▶ [Required work] Give the entries again exactly, every one of them.

Extracted data entries
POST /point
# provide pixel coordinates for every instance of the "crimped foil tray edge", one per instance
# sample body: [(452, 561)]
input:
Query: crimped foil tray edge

▶ [Solution to this problem]
POST /point
# provide pixel coordinates for every instance of the "crimped foil tray edge", one per instance
# sample body: [(452, 561)]
input:
Query: crimped foil tray edge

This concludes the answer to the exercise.